**Te maken opdrachten**
1 - Bij hoeveel hypertensieve patiënten werd volgens de aangeleverde tekst de kosten-batenverhouding van strikte bloeddrukcontrole onderzocht?
2 - Geef voor elke bewering aan of ze klopt met de aangeleverde tekst: (a) strikte controle van de bloeddruk vertraagt het optreden van complicaties; (b) een gunstig effect van intensieve behandeling van type 2-diabetes op macrovasculaire complicaties is duidelijk aangetoond; (c) strikte controle van de bloeddruk is alleen op klinisch vlak gerechtvaardigd.
3 - Neem letterlijk het deel van de aangeleverde tekst over dat begint bij de woorden "Bij dezelfde 1.148" en stop na "op economisch vlak.".

Bij dezelfde 1.148 hypertensieve patiënten als in studies UKPDS 38 en 39 werd de kosten-batenverhouding nagegaan van een strikte controle van de bloeddruk met captopril of met atenolol ten opzichte van een minder strikte controle. Uit de analyse blijkt dat de strikte controle van de bloeddruk de kosten te wijten aan de complicaties vermindert, het optreden van de complicaties vertraagt en een gunstig effect heeft op de overleving. Een strikte controle van de bloeddruk rechtvaardigt zich dus zowel op klinisch vlak als op economisch vlak.


Besluit

  • De intensieve behandeling van type 2-diabetes vermindert het risico op microvasculaire complicaties; een gunstig effect op de macrovasculaire complicaties is echter niet duidelijk aangetoond (met uitzondering van de groep van obese diabetici behandeld met metformine alleen), waarschijnlijk omwille van het bestaan van de talrijke risicofactoren zoals hypertensie, hyperlipemie en tabagisme.

**Het materiaal**

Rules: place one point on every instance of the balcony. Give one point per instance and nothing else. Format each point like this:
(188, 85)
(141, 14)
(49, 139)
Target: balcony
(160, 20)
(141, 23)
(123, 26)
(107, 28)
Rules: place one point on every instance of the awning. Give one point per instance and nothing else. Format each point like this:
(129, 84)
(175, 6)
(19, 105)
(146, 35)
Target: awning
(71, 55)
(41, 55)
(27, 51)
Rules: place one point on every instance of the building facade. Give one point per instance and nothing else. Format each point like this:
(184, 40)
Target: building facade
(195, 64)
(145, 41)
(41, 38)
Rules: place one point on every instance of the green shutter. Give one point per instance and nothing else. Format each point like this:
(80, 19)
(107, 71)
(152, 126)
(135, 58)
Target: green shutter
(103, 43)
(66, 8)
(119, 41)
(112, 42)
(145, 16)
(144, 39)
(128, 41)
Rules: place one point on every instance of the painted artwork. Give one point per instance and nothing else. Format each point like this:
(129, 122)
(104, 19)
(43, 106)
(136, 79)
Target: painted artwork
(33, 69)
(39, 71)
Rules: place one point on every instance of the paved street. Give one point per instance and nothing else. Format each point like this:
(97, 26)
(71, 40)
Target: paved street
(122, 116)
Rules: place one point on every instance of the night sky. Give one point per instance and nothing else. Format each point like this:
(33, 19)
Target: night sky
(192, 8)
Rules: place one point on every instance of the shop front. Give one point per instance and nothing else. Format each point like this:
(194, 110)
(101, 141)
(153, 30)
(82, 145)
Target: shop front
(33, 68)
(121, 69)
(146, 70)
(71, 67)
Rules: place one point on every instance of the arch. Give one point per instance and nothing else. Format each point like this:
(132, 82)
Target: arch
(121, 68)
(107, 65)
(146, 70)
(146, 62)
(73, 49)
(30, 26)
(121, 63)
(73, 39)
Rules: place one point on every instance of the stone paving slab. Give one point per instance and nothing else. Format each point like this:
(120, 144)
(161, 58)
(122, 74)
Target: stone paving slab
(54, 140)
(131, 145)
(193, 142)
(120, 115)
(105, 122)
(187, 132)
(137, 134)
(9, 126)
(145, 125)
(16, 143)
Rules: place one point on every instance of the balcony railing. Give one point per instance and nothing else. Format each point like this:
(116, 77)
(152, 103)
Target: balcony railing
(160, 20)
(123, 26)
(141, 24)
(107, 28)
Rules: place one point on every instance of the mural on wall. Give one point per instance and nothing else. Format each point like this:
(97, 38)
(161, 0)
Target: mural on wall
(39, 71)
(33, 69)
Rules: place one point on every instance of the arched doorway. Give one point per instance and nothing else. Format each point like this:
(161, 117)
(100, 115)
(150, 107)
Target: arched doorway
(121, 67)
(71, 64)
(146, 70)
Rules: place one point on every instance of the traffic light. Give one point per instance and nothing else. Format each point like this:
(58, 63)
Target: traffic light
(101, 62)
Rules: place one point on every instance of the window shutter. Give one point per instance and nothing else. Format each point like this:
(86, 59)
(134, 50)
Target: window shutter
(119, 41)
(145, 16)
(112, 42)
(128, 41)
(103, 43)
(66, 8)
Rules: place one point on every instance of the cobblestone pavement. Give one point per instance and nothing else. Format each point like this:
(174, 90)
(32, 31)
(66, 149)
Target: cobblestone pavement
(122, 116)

**Oplossingen**
1 - Bij 1.148 hypertensieve patiënten.

2 -
(a) Ja: "het optreden van de complicaties vertraagt".
(b) Nee: "een gunstig effect op de macrovasculaire complicaties is echter niet duidelijk aangetoond".
(c) Nee: "rechtvaardigt zich dus zowel op klinisch vlak als op economisch vlak".

3 -
Bij dezelfde 1.148 hypertensieve patiënten als in studies UKPDS 38 en 39 werd de kosten-batenverhouding nagegaan van een strikte controle van de bloeddruk met captopril of met atenolol ten opzichte van een minder strikte controle. Uit de analyse blijkt dat de strikte controle van de bloeddruk de kosten te wijten aan de complicaties vermindert, het optreden van de complicaties vertraagt en een gunstig effect heeft op de overleving. Een strikte controle van de bloeddruk rechtvaardigt zich dus zowel op klinisch vlak als op economisch vlak.